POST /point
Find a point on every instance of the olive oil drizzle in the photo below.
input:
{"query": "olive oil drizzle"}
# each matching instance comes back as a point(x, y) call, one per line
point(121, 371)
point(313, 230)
----
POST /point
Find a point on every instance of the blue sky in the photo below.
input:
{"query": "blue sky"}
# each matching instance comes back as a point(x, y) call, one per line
----
# TASK:
Which lines in the entries above contain the word "every"? Show each of those lines in full.

# FINISHED EXERCISE:
Find a point on every instance of the olive oil drizzle in the photo below.
Find a point on every instance of the blue sky in the photo below.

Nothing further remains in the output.